- **WHAT IS REQUIRED**: Count the lines in the rows below that contain the string "balcony". Reply with the number only.

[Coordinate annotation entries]
:::::

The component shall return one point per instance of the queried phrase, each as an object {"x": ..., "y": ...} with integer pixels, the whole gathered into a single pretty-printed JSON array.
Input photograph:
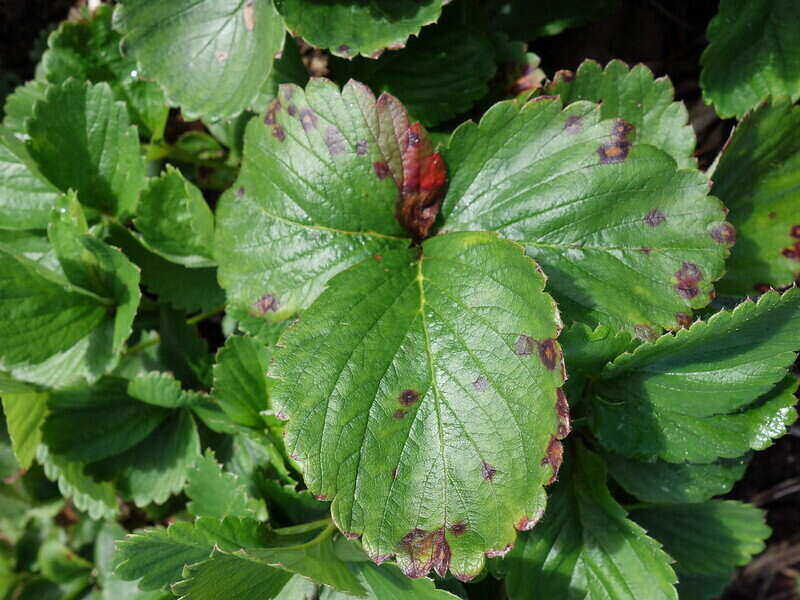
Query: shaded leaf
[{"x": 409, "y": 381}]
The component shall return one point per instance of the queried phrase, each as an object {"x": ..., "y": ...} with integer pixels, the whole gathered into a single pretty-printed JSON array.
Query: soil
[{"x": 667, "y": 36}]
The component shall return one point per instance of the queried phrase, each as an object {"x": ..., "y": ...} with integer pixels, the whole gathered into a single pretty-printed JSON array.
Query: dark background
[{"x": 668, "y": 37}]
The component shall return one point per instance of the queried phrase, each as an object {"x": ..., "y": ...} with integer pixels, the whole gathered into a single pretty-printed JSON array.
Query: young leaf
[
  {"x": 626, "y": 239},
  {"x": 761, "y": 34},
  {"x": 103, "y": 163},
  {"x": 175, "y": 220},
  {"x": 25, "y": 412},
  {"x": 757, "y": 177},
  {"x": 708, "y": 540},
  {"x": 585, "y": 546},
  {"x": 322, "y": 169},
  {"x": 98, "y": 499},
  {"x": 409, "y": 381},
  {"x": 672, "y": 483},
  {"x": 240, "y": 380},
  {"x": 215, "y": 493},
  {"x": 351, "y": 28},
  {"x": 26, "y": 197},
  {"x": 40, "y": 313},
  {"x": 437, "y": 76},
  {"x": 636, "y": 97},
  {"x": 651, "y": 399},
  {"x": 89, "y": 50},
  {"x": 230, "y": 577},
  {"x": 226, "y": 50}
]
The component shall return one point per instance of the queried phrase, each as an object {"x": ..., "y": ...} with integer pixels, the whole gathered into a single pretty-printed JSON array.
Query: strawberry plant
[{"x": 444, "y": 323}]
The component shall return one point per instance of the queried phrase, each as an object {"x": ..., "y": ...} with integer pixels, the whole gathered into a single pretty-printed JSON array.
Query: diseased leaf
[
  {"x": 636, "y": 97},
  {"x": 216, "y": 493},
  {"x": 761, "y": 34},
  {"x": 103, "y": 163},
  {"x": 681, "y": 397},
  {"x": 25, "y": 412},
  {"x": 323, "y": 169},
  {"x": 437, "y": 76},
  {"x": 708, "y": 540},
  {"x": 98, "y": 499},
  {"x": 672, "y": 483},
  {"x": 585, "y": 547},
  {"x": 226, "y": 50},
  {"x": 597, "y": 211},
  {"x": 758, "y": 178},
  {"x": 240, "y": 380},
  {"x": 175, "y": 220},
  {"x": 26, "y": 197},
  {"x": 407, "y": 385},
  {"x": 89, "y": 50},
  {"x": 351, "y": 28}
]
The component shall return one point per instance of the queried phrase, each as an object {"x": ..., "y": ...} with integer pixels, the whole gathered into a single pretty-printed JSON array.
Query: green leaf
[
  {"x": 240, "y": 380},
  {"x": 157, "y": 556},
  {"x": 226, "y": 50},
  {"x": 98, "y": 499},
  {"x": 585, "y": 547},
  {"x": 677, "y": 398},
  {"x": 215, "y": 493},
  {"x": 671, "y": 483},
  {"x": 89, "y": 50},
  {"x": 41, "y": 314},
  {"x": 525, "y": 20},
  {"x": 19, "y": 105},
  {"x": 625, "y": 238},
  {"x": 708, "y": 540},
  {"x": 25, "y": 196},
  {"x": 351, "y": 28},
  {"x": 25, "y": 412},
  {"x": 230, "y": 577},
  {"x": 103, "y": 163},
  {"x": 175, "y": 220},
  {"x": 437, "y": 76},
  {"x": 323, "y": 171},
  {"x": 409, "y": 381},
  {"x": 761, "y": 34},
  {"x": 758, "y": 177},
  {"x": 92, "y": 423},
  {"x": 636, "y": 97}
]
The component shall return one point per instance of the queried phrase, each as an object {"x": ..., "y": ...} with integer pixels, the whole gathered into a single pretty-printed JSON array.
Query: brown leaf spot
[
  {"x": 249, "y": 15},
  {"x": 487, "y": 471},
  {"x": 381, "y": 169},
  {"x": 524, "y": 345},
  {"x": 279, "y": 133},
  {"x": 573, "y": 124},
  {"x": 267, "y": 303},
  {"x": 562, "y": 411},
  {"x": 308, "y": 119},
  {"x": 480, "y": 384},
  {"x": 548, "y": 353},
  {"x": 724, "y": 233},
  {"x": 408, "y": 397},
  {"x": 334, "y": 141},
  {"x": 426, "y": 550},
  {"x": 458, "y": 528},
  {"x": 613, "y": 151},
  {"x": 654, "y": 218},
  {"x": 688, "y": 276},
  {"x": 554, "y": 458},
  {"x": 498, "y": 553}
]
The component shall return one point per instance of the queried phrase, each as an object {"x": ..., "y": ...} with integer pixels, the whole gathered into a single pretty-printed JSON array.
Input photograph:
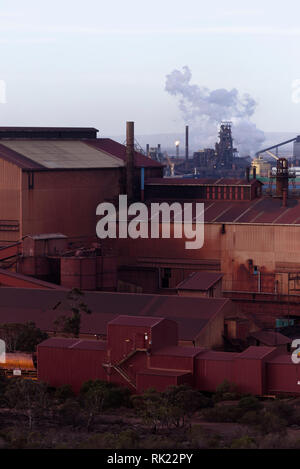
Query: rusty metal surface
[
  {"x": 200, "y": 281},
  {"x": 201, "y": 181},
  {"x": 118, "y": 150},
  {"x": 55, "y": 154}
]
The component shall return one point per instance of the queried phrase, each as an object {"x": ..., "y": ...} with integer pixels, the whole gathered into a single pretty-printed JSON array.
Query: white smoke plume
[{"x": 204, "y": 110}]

:::::

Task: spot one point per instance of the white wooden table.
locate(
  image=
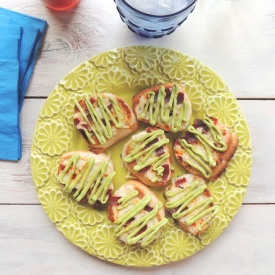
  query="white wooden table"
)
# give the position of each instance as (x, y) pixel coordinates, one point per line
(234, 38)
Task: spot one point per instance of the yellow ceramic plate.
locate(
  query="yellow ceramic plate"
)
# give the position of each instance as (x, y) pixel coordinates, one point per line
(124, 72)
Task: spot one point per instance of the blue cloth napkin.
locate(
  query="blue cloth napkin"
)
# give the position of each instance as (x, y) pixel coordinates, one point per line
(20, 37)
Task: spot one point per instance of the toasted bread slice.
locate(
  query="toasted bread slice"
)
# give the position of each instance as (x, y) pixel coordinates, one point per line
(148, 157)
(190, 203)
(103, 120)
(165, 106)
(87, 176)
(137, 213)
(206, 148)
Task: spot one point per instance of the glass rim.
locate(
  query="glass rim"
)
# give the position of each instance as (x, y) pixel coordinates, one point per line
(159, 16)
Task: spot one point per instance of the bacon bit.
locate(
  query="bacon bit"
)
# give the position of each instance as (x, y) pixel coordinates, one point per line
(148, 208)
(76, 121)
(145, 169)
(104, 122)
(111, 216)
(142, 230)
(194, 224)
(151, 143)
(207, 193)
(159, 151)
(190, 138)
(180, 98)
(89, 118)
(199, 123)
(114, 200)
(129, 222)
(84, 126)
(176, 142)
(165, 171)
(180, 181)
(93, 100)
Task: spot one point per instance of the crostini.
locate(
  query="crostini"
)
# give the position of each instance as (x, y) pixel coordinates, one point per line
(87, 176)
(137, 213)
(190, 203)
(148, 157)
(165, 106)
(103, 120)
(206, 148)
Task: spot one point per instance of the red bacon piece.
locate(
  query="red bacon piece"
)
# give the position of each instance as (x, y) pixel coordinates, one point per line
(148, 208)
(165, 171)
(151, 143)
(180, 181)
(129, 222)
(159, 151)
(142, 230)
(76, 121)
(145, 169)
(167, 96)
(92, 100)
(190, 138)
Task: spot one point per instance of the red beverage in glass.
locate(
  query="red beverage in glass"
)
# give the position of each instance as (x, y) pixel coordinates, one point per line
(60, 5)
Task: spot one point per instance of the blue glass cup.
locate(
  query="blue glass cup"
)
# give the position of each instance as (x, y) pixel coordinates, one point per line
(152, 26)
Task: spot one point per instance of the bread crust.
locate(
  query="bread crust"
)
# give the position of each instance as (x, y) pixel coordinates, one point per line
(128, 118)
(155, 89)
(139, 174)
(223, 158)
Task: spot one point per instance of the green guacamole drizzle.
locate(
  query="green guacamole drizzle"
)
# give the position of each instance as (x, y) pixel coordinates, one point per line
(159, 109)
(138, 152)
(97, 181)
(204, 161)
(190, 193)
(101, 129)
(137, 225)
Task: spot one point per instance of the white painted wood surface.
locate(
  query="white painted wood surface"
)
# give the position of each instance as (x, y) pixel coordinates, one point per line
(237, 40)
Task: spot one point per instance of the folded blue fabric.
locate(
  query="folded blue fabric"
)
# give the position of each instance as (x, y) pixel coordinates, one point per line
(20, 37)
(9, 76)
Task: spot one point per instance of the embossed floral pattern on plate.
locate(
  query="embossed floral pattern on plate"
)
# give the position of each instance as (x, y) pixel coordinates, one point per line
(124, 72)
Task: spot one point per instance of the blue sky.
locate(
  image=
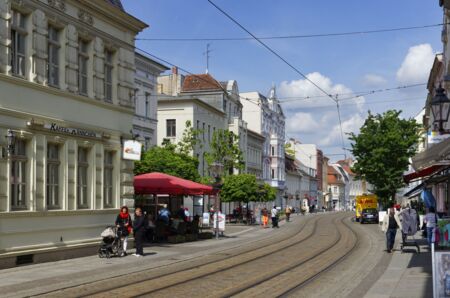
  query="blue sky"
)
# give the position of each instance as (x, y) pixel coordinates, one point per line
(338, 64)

:::::

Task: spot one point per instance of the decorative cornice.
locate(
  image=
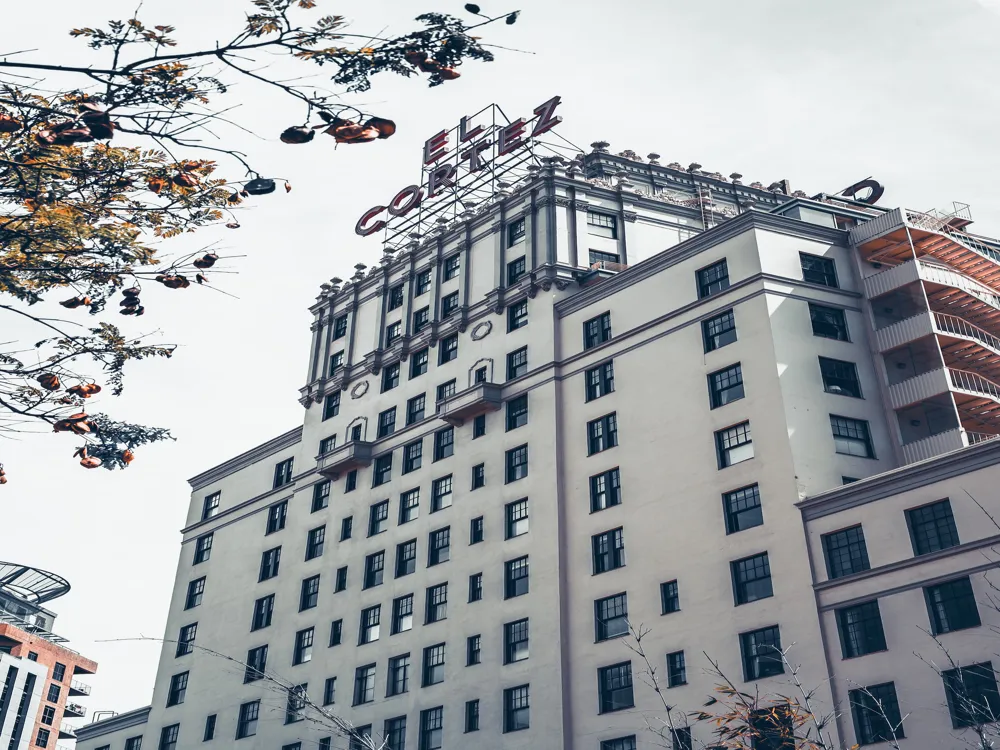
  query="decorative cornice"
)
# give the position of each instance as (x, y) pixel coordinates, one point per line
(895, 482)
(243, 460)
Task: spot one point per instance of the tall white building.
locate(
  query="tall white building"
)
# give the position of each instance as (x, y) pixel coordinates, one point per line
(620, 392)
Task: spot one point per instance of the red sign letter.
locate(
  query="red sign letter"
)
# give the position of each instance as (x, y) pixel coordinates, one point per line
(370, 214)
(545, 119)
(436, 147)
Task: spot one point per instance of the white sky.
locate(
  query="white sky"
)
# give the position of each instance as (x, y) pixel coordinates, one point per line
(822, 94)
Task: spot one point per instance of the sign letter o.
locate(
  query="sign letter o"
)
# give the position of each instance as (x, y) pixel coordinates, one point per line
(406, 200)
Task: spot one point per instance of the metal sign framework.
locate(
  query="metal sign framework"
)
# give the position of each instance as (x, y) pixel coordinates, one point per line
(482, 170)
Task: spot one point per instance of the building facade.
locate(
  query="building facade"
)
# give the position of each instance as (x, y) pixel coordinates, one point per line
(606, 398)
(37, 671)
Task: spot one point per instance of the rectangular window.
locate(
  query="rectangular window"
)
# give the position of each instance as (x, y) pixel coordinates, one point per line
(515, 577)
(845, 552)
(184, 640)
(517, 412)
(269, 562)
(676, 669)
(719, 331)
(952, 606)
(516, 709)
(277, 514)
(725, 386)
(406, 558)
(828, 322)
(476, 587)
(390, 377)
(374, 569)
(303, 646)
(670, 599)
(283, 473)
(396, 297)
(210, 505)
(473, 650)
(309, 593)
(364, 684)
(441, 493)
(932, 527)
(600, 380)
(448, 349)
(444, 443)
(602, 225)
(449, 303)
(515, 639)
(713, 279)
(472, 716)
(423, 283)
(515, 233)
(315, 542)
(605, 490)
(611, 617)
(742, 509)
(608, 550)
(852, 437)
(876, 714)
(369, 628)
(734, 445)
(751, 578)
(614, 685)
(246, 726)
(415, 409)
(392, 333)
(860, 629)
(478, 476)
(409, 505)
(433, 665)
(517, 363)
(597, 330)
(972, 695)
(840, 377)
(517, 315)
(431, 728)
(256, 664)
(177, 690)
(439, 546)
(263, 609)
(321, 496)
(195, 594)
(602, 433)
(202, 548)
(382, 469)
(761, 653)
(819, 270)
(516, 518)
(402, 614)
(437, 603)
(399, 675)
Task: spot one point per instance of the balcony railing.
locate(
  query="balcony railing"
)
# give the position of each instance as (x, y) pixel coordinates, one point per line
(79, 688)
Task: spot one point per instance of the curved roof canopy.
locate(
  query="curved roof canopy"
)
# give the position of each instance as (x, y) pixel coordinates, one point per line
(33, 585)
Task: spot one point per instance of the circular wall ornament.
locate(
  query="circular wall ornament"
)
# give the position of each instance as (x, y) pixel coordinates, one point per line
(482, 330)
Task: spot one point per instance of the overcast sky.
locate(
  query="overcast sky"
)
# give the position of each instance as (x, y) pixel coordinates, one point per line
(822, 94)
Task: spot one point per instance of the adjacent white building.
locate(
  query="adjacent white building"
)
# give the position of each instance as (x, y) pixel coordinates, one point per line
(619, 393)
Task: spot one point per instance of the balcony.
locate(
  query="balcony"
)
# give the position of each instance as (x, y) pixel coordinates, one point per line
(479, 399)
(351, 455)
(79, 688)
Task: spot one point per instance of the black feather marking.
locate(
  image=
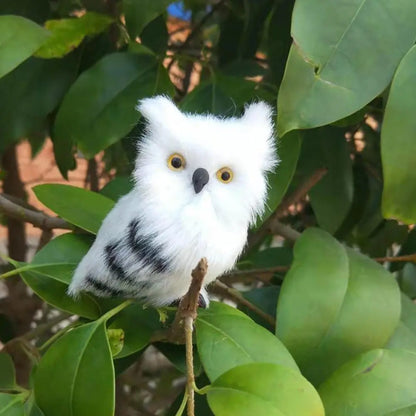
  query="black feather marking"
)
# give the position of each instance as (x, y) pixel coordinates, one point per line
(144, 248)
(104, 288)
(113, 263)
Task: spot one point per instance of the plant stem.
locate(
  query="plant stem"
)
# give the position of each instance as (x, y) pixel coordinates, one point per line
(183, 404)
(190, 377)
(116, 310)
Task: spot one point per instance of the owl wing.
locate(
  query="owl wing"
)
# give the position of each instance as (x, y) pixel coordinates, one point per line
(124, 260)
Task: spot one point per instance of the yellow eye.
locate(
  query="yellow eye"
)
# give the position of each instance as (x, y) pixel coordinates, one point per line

:::::

- **RESPONSE**: 4